+++ Exercise input +++

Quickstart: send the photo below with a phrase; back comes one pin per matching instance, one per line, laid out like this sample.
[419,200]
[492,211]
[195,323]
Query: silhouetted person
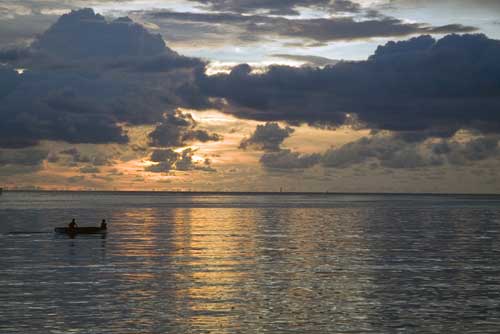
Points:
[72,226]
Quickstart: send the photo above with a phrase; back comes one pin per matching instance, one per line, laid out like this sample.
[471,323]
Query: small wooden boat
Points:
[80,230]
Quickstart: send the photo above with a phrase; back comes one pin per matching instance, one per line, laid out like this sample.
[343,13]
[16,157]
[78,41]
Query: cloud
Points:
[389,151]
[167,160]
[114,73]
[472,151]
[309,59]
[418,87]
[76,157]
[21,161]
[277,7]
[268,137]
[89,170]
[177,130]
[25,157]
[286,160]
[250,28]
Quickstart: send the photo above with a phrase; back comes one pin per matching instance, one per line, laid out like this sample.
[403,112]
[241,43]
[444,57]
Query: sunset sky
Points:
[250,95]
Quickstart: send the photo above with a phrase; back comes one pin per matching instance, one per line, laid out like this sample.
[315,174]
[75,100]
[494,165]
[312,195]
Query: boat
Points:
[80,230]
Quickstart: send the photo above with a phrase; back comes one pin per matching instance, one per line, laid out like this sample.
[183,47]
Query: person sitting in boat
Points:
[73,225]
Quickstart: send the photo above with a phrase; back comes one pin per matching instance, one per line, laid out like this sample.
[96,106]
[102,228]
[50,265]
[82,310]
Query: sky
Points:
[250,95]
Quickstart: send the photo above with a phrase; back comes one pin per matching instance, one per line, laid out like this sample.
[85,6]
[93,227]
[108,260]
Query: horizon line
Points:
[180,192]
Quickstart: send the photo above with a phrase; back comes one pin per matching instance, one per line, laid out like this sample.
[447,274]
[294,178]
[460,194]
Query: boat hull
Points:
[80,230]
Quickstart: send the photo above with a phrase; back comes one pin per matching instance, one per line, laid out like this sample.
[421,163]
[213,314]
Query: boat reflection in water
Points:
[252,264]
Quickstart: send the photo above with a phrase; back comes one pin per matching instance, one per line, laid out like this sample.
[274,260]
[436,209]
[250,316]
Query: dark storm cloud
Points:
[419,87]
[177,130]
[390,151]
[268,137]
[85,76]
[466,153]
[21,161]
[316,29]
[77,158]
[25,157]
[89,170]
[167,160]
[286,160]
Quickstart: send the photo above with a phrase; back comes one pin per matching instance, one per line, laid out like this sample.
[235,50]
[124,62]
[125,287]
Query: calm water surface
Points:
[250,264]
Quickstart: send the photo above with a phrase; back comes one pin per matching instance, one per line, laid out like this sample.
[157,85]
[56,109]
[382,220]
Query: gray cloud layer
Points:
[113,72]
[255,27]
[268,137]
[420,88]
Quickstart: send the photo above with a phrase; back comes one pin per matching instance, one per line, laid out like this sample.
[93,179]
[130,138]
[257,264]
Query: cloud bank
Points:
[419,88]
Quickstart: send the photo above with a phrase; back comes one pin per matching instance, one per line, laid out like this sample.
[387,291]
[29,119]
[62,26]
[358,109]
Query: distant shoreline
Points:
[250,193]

+++

» Task directions: Every line that contains "cloud" should be copied out of the data.

» Result of this task:
Query: cloud
Query: dark storm cloud
Query: gray cloud layer
Query: cloud bank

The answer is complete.